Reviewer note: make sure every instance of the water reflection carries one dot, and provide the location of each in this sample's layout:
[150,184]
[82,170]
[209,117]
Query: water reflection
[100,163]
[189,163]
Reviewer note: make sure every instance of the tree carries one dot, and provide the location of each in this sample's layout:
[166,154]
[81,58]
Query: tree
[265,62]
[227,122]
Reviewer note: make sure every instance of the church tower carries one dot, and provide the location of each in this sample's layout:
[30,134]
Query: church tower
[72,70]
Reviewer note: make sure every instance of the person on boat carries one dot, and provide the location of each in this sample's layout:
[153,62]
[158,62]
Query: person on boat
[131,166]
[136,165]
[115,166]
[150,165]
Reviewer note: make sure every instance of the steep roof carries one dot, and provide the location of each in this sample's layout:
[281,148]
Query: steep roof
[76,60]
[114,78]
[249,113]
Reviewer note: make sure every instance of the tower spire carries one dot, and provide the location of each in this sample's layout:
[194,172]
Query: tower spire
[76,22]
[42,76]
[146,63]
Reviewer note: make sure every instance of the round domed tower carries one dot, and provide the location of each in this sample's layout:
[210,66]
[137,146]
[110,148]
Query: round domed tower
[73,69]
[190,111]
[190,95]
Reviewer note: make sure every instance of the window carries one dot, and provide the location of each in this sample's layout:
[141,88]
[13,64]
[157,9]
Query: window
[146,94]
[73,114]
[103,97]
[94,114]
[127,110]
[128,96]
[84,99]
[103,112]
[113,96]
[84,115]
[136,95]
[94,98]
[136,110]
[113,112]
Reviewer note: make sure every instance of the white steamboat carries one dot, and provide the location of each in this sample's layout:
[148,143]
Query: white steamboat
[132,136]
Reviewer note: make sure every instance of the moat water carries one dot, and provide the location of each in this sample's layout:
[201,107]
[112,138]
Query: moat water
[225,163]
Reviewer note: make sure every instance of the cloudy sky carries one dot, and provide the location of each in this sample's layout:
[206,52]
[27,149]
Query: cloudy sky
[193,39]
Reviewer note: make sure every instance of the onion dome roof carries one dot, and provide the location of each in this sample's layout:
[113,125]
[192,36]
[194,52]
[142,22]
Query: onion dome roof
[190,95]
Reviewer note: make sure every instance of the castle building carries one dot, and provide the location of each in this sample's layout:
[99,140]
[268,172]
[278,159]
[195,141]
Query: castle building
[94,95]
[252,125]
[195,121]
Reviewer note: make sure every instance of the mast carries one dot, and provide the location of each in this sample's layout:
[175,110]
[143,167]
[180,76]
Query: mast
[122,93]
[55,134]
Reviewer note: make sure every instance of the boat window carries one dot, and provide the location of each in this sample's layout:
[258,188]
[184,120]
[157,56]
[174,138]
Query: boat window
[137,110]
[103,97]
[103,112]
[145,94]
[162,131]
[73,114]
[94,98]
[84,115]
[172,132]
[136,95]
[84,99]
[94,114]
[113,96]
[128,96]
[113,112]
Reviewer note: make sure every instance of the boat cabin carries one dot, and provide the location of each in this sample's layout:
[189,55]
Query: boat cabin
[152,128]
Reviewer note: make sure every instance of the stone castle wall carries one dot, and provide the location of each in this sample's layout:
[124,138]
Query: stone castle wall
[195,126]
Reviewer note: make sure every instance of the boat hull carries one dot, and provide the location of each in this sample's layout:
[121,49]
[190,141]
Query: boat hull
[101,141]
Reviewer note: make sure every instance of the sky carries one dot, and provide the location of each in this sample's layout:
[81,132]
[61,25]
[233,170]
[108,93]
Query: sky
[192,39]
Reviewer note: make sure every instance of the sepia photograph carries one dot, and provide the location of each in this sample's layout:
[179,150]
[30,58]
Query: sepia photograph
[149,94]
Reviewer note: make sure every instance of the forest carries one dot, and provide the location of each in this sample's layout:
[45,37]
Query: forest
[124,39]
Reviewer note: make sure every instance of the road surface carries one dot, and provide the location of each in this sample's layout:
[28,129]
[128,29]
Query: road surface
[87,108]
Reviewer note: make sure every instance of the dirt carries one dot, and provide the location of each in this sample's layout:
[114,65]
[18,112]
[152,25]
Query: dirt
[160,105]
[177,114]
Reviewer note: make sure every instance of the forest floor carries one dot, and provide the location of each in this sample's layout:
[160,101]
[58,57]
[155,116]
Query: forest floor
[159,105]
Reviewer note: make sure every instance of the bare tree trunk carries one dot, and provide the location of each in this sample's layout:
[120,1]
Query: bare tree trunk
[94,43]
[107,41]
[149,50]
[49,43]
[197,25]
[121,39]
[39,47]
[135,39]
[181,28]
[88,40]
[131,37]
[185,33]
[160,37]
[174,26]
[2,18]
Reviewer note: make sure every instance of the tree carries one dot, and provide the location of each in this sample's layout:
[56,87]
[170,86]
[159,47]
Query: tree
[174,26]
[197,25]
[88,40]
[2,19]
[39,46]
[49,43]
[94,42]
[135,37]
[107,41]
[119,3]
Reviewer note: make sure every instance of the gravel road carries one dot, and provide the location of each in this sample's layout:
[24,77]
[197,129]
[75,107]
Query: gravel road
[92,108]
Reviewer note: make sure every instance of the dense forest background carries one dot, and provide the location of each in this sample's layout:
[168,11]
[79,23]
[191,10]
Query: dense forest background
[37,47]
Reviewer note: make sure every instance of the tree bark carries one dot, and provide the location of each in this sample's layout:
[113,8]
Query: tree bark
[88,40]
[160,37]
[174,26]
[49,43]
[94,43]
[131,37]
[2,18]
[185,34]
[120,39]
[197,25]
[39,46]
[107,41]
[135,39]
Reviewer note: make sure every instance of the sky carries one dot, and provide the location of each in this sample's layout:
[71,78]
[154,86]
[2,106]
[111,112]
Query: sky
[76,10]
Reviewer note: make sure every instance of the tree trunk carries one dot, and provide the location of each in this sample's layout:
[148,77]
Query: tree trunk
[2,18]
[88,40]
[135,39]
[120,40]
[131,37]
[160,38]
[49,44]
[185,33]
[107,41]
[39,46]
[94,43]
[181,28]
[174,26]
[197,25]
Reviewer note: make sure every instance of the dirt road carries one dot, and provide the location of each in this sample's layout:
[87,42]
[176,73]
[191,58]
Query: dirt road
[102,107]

___

ABOUT THIS TASK:
All of the records are to be reproduced exactly as they were given.

OUTPUT:
Reviewer note: make sure every instance of the water reflection carries one dot, and provide the location of each in this sample's layout:
[150,184]
[82,170]
[209,117]
Query: water reflection
[100,163]
[189,163]
Reviewer note: make sure every instance of the tree carries one dot, and provide the location of each in this sample's layout:
[166,154]
[81,58]
Query: tree
[265,62]
[227,122]
Reviewer note: make sure every instance of the church tower carries one dot, and provide the location of each in this sample's layout:
[30,134]
Query: church tower
[72,70]
Reviewer note: make sure every instance of the person on boat carries one dot, and provide the location of each in this sample's layout:
[153,62]
[158,62]
Query: person on boat
[131,166]
[136,165]
[115,166]
[150,165]
Reviewer note: make sure every instance of the steep roof carries one dot, and provide the location of each in this sample's layout:
[281,148]
Query: steep roof
[76,60]
[114,78]
[249,113]
Reviewer note: make sure every instance of the tower spire carries one dot, and provide the location of each in this sample's layout:
[194,172]
Query: tower spire
[76,22]
[42,76]
[146,63]
Reviewer note: make sure every instance of the round domed tower carries one dot, and provide the location of each in this sample's layout:
[210,66]
[137,146]
[110,148]
Query: round domed tower
[73,69]
[190,111]
[190,95]
Reviewer note: make sure every instance of the window carries one dot, and provide the location of each in this sample's layout:
[141,88]
[13,64]
[157,9]
Query: window
[146,94]
[73,114]
[103,97]
[94,114]
[127,110]
[128,96]
[84,99]
[103,112]
[113,96]
[84,115]
[136,95]
[94,98]
[136,110]
[113,112]
Reviewer note: make sure every instance of the white steamboat carries one dot, and provide the location of each in this sample's layout:
[148,143]
Query: white steamboat
[132,136]
Reviewer note: make sure every instance of the moat water carries one dot, and provide the location of each in this sample's layout:
[201,107]
[112,138]
Query: moat water
[225,163]
Reviewer note: make sure every instance of the cloudy sky carries one dot, and provide the location of each in this sample's layout:
[206,52]
[27,149]
Query: cloudy sky
[193,39]
Reviewer note: make sure every instance of the onion dome roof carries one dot, and provide the location of each in this sample's layout:
[113,125]
[192,36]
[194,52]
[142,22]
Query: onion dome roof
[190,95]
Reviewer note: make sure every instance of the castle building carries one dot, and provide the location of each in this sample's layout:
[99,140]
[268,172]
[278,159]
[195,141]
Query: castle building
[94,95]
[252,125]
[195,121]
Reviewer note: make sure every instance of the mast carries one dot, and provide the location of each in this sample's layout:
[175,110]
[143,167]
[180,76]
Query: mast
[122,93]
[55,134]
Reviewer note: make sure every instance of the boat window carries one dot, and provide the location of each in this sample's layout:
[258,188]
[184,120]
[157,56]
[174,138]
Query: boat window
[137,110]
[103,97]
[103,112]
[145,94]
[162,131]
[73,114]
[94,98]
[84,115]
[172,132]
[136,95]
[84,99]
[94,114]
[113,96]
[128,96]
[113,112]
Reviewer note: make sure every instance of the boat cabin carries one dot, and provide the location of each in this sample's layout:
[189,55]
Query: boat cabin
[152,128]
Reviewer note: make sure every instance of the stone castle wall carries one dot, and provide the location of each in this sample's layout:
[124,138]
Query: stone castle wall
[195,126]
Reviewer note: make sure every instance of the boat hull carries one dot, and provide the location of each in this sample's layout:
[121,49]
[190,141]
Query: boat hull
[101,141]
Reviewer note: make sure every instance of the sky carries one dot, and provide the location of each in this sample's layout:
[81,132]
[61,25]
[233,170]
[108,93]
Query: sky
[192,39]
Reviewer note: make sure every instance of the sepia photograph carries one dot, and provide the location of each in this sample's layout:
[179,150]
[30,58]
Query: sepia photograph
[149,94]
Reviewer note: make sure every instance of the forest carries one dot, and provide the location of each in this sample's layout:
[45,37]
Query: forest
[124,39]
Reviewer note: make sure every instance of the road surface carries one dot, and provide the location of each in this sample's layout:
[28,129]
[128,29]
Query: road surface
[87,108]
Reviewer note: make sure every instance of the dirt carries one dot, and provide the location of each in this sample's layout:
[114,65]
[18,112]
[152,25]
Query: dirt
[160,105]
[177,114]
Reviewer note: make sure every instance of the forest floor carries one dot, and provide the location of each in this sample's layout:
[160,101]
[58,57]
[155,116]
Query: forest floor
[159,105]
Reviewer note: make sure every instance of the bare tree trunk carries one dot, and provide the location of each in this sample's layout:
[120,1]
Query: bare tree trunk
[94,43]
[107,41]
[149,50]
[49,43]
[197,25]
[121,39]
[39,47]
[135,39]
[181,28]
[88,40]
[131,37]
[185,33]
[160,37]
[174,26]
[2,18]
Reviewer note: make sure every instance of the tree carries one dot, and provide the location of each in this sample's layout:
[56,87]
[170,86]
[159,47]
Query: tree
[174,26]
[197,25]
[88,40]
[2,19]
[39,46]
[49,43]
[94,42]
[135,37]
[107,41]
[119,3]
Reviewer note: make sure every instance of the gravel road carries one dot, and provide the location of each in this sample's layout:
[24,77]
[197,129]
[75,107]
Query: gravel road
[92,108]
Reviewer note: make sure every instance of the dense forest background carries one dot, and provide the location of each in this sample's layout:
[168,11]
[79,23]
[191,10]
Query: dense forest background
[37,47]
Reviewer note: make sure every instance of the tree bark carries one dot, and provide the location of each in this sample's layout:
[113,8]
Query: tree bark
[88,40]
[160,37]
[174,26]
[49,43]
[94,43]
[131,37]
[2,18]
[185,34]
[120,39]
[197,25]
[39,46]
[107,41]
[135,39]
Reviewer note: make sure every instance of the sky carries one dot, and provide the location of each in this sample's layout:
[71,78]
[154,86]
[2,106]
[111,112]
Query: sky
[76,10]
Reviewer note: make sure every instance of the tree trunk carries one dot, and provide the location of each in this sample's layout:
[148,77]
Query: tree trunk
[2,18]
[88,40]
[135,39]
[120,40]
[131,37]
[160,38]
[49,44]
[185,33]
[107,41]
[39,46]
[94,43]
[181,28]
[174,26]
[197,25]
Reviewer note: make sure every instance of the dirt road carries one dot, and provide the location of each in this sample's layout:
[87,42]
[176,73]
[191,58]
Query: dirt road
[102,107]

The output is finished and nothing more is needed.